**TASK INSTRUCTIONS**
Shift the coordinates in the answers by adding 4 to every number, and write out again only the lines running from the line that contains "Can you see the tall" through the line that contains "[[11, 338], [247, 337]]", both included, requests and all.
— BEGIN MATERIAL FOR THIS TASK —
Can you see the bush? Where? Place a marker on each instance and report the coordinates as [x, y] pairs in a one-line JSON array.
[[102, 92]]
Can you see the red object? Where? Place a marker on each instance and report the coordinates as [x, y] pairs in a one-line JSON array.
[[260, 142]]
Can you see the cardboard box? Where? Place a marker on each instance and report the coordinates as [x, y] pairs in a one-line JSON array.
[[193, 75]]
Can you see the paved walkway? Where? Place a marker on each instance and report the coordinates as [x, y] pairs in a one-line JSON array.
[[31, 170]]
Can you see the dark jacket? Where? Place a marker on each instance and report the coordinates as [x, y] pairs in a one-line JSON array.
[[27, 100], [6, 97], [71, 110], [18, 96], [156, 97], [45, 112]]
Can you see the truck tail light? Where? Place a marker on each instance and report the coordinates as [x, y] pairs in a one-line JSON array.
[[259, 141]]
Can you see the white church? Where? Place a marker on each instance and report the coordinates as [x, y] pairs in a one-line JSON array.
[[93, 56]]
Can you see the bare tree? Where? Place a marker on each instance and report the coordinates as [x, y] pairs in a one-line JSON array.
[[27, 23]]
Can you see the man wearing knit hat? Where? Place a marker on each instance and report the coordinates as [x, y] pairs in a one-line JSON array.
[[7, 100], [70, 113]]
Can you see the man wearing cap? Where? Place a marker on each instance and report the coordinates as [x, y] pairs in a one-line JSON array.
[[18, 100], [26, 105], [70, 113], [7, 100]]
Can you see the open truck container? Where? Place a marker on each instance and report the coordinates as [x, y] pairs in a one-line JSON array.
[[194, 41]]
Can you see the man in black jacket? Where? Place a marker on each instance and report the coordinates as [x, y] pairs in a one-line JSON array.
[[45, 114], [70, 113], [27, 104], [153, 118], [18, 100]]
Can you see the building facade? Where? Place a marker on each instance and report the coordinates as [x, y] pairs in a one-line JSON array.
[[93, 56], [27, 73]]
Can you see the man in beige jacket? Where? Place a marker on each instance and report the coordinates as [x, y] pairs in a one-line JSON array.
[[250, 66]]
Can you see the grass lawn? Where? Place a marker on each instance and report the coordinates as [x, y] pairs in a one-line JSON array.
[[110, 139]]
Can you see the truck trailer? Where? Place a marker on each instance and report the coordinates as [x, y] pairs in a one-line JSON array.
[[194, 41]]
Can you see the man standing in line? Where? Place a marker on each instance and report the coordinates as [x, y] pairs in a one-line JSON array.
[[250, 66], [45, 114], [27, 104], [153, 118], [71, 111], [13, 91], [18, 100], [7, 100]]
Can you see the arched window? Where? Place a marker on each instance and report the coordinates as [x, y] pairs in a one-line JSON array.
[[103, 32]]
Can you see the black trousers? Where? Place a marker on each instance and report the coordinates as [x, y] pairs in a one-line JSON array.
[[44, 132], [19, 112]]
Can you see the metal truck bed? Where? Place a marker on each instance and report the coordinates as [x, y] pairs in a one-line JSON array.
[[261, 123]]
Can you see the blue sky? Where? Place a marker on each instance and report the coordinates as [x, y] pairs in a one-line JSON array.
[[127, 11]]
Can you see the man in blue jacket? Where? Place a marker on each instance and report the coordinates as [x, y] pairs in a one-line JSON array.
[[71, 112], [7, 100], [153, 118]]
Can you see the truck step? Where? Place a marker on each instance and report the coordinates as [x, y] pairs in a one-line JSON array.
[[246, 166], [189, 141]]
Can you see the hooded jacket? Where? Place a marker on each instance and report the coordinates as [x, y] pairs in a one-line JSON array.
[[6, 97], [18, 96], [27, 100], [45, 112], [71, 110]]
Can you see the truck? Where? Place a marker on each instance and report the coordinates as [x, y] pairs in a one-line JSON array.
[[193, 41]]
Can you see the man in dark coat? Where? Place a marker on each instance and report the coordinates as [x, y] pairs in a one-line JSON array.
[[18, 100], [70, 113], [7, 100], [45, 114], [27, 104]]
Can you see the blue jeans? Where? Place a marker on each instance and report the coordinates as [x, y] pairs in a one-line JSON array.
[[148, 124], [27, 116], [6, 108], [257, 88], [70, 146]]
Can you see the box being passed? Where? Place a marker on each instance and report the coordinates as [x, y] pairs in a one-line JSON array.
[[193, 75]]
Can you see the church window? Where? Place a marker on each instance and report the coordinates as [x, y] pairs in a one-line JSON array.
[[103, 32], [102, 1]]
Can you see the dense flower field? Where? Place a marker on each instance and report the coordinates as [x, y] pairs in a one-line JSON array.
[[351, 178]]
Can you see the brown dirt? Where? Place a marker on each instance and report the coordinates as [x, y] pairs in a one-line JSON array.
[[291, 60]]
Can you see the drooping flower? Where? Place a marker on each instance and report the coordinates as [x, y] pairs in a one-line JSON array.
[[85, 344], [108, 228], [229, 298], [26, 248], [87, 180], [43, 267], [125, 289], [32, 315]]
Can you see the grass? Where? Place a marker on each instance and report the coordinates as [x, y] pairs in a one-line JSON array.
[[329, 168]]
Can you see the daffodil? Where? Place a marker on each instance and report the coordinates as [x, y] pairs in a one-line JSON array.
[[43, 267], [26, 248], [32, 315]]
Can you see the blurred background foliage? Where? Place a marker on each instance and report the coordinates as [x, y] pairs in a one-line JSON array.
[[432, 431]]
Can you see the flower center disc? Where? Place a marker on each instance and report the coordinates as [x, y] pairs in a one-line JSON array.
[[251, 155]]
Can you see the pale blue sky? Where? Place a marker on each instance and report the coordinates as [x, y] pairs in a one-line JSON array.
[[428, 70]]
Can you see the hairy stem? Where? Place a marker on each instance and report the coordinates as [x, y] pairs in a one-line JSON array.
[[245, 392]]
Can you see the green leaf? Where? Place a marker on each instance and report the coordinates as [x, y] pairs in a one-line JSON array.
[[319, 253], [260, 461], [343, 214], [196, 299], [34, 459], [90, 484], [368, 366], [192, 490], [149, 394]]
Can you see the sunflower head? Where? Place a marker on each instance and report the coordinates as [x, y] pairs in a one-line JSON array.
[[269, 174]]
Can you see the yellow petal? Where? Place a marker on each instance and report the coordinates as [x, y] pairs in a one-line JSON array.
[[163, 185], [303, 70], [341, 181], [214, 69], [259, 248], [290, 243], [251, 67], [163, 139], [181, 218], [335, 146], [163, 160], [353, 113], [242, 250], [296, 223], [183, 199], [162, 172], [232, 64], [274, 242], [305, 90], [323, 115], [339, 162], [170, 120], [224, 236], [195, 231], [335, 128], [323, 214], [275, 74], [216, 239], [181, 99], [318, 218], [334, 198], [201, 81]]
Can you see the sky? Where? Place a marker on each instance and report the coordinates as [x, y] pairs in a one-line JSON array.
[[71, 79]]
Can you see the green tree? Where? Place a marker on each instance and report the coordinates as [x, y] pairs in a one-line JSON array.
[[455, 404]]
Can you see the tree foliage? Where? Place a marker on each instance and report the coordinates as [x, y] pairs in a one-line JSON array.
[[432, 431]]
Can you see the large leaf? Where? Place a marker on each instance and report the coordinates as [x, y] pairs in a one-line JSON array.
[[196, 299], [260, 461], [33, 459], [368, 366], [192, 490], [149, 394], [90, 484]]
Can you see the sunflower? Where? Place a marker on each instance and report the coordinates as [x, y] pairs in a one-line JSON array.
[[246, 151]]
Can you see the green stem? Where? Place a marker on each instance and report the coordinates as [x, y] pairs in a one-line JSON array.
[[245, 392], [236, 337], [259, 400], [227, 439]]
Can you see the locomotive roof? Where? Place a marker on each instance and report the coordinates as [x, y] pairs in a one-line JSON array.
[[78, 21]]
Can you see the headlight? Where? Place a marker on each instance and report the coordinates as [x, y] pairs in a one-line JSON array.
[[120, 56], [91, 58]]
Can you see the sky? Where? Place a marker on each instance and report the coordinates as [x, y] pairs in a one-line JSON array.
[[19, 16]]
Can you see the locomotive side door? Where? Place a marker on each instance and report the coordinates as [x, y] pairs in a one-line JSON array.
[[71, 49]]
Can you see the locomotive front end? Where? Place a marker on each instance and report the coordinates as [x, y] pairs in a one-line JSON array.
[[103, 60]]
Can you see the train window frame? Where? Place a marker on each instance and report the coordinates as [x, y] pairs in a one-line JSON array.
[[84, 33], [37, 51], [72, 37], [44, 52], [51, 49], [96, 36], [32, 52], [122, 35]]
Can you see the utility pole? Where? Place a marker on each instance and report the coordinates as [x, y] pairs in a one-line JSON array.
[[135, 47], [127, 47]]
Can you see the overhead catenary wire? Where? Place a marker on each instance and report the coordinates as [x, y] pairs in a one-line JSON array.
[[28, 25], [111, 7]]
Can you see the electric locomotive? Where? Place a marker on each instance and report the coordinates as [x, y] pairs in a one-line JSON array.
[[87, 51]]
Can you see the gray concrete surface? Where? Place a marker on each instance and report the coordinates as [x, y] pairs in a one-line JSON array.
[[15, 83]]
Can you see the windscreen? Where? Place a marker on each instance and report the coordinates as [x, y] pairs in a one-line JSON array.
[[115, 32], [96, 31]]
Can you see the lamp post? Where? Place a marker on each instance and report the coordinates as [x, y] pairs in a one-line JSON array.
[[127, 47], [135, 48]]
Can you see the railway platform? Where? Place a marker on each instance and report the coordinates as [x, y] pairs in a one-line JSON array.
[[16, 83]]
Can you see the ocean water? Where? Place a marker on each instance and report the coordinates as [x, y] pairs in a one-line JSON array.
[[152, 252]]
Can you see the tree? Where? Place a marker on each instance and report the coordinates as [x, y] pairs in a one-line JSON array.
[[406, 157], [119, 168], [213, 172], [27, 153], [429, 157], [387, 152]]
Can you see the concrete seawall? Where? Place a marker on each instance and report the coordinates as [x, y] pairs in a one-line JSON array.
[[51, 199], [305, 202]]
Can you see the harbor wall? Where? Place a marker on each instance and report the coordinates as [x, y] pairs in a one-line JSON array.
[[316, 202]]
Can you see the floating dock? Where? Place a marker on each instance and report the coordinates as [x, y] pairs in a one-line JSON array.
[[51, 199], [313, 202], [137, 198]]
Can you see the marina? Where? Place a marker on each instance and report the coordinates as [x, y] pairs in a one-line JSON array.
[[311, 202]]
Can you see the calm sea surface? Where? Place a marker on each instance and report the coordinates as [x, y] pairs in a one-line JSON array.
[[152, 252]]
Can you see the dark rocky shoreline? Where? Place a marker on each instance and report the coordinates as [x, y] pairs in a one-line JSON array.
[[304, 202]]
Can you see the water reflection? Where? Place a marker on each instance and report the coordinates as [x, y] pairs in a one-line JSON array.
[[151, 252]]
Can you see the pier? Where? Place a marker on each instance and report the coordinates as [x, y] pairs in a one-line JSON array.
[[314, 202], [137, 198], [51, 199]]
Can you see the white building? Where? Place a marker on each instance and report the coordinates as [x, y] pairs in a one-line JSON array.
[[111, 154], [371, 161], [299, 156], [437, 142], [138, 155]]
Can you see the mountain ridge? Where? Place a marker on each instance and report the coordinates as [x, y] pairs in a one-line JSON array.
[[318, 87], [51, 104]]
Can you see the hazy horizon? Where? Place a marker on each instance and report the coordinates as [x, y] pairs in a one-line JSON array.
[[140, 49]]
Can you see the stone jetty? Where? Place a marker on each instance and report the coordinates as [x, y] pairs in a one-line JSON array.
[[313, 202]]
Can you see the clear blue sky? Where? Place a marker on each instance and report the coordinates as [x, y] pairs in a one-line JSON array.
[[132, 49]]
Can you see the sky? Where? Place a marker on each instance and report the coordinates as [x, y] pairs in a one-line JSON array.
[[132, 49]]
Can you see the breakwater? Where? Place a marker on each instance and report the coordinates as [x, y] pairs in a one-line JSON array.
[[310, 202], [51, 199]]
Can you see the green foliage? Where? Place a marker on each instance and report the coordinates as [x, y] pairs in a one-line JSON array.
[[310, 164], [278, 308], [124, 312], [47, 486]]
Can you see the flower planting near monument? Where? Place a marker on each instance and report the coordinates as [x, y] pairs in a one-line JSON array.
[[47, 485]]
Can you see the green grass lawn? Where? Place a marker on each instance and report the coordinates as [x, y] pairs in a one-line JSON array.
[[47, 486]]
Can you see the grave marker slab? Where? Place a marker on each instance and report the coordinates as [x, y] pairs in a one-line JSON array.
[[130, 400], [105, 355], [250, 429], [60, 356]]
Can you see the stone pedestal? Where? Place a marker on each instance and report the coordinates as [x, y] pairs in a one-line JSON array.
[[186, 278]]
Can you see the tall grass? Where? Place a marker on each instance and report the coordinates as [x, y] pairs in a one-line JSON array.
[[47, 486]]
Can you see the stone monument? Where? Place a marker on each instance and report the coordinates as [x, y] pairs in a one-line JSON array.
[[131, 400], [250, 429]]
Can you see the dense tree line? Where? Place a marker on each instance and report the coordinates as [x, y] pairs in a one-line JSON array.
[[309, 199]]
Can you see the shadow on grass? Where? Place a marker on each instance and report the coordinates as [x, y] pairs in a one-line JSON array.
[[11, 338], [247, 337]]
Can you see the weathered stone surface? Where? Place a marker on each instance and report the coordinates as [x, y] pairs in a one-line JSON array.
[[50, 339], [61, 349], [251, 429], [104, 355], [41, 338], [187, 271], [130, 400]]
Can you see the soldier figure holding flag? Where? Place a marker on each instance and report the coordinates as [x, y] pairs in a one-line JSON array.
— END MATERIAL FOR THIS TASK —
**SOLUTION TO THE PROBLEM**
Can you see the tall grass? Where? Place a marker on each instance and report the coordinates as [x, y] pairs in a one-line JSON array.
[[51, 490]]
Can you see the stone monument? Where? Place a marker on each instance and report the coordinates as [x, y] pairs in a one-line JSON array.
[[135, 404], [254, 433]]
Can you see the dense tree line? Where? Place a marker on each instance and report the coordinates as [x, y] pairs in a one-line JSON array.
[[313, 203]]
Can you see the shadow on grass? Where? Place a marker on each instance and report the coordinates as [x, y] pairs in a one-line JSON array.
[[15, 342], [251, 341]]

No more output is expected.